| Tasks to perform |
(1) From the essay on the USS Jeannette, copy the part that opens with the words containing "How would man" and closes with "Arctic? (Sides 10)", swapping "whirlpools" for "volcanoes".
(2) According to the essay on the USS Jeannette, on what date did the ship sink?
(3) Name every group that the essay on the USS Jeannette says made questions about the North Pole their focus.

From Hopeless to Heroic: The Polar Voyage of the USS Jeannette

Contents:

The Great Unknown
The Popularity of the Polar Question
America’s Second Attempt to Reach the North Pole
“Abandon Ship!”
Lives Were Lost, but the Logbooks Were Saved
Impact—Yesterday and Today
Appendix I
Appendix II
Appendix III
Annotated Bibliography

Flora Ranis
National History Day

Their only hope was a place with a reputation for hopelessness

—Historian, Hampton Sides (Kingdom 231)

As is true of all historical events, the end of the USS Jeannette is already known—the ship sank on June 13, 1881 without reaching its target of the North Pole. While the Jeannette made headlines in the late 1800s, few today know the story behind the men and their mission to explore and encounter one of the Earth’s last unknown regions and to exchange that knowledge with the world. Even though the ship failed to meet its formal objective, the men who volunteered for the mission accomplished much, and most sacrificed their lives to do so. The crew of the Jeannette were among the first to encounter and meticulously record the physical attributes of the Arctic, producing rare and valuable data. Nearly 140 years later, scientific organizations worldwide are exchanging the data from the Jeannette’s logbooks in order to better understand environmental changes in the polar region and improve global climate models.

The Great Unknown

Two hundred years ago, less was known about the North Pole than about Mars (Vaillant). In characteristic American spirit, the country yearned to learn what lay at the top of the world (Brooks). Was the North Pole “ice or land or sea . . . was [it] warm or cold . . . [was] it desolate or inhabited?” (Sides 19). Questions about the North Pole became the focus of politicians, professors, and the public:

How would man reach the North Pole . . . were there open sea routes? Unknown species of fish and animals? . . . Lost civilizations . . . whirlpools that led to the [center] of the earth? Were woolly mammoths and other prehistoric creatures still wandering the Arctic? (Sides 10)

| Items |
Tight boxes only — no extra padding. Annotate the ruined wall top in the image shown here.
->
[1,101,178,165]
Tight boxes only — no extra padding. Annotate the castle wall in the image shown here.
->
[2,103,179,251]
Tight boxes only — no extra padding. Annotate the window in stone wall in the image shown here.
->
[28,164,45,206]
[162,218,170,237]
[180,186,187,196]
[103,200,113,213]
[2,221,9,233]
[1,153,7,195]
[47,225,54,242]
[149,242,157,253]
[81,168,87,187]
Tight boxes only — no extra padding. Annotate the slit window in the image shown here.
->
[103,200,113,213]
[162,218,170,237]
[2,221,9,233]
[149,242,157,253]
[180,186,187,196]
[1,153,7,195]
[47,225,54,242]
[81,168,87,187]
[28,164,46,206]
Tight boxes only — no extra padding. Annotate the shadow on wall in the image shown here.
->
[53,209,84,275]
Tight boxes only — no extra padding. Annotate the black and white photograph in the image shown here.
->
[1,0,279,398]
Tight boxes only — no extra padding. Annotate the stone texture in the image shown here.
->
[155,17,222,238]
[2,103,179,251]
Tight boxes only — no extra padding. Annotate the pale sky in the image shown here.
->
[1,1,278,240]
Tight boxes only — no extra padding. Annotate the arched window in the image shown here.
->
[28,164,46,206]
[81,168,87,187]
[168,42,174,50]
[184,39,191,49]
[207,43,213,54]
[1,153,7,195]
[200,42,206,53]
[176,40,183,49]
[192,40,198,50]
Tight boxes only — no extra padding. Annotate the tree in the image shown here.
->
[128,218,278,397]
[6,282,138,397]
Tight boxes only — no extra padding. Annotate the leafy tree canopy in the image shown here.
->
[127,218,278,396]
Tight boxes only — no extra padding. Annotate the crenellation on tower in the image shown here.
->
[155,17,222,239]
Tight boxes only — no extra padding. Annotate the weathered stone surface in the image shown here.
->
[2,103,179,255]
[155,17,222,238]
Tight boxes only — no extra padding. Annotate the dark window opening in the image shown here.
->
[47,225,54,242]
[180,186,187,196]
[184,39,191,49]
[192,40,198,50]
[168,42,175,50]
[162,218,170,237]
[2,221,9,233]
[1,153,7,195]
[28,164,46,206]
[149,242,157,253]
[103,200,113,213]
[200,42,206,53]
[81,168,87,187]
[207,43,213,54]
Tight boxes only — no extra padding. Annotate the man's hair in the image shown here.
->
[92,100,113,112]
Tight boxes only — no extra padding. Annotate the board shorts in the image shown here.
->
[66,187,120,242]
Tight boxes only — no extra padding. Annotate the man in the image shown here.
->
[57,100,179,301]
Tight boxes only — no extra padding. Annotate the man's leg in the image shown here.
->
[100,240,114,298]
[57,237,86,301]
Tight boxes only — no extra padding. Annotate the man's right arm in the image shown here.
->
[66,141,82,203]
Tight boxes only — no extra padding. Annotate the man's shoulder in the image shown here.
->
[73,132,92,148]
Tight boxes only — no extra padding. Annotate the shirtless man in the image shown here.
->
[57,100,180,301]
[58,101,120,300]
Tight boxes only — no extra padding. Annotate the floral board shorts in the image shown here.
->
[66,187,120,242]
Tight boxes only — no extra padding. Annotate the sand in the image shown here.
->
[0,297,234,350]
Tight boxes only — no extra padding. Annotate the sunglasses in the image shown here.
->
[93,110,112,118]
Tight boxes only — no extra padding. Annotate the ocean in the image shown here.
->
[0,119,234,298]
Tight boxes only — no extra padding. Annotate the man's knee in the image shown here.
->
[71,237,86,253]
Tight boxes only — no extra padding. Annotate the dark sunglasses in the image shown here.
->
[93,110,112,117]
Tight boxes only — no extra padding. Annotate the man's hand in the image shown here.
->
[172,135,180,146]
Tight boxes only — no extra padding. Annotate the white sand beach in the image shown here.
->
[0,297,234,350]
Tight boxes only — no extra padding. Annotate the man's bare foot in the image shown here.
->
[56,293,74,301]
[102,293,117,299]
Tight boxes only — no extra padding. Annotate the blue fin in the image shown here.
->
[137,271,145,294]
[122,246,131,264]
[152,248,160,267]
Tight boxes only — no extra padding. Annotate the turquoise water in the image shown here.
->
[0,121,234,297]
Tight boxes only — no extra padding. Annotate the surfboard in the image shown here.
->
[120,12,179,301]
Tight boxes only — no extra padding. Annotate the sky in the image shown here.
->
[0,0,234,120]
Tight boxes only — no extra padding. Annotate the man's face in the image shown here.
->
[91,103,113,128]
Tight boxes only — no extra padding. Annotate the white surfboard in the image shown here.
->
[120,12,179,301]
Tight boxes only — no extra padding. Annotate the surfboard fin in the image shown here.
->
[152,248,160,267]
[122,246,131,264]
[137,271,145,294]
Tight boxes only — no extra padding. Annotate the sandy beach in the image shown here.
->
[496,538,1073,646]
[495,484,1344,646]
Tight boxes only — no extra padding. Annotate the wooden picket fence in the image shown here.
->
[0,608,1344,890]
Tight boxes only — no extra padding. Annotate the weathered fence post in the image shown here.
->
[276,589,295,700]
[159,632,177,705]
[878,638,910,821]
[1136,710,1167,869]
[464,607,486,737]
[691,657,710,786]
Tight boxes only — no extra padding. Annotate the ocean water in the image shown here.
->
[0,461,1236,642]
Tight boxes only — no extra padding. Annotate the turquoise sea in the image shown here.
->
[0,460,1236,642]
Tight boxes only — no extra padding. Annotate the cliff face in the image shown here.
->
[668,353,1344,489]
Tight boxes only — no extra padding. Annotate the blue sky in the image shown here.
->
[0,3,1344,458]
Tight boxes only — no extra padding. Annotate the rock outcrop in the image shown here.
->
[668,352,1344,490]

| Solved problems |
(1)
How would man reach the North Pole . . . were there open sea routes? Unknown species of fish and animals? . . . Lost civilizations . . . volcanoes that led to the [center] of the earth? Were woolly mammoths and other prehistoric creatures still wandering the Arctic? (Sides 10)

(2) June 13, 1881

(3) politicians, professors, the public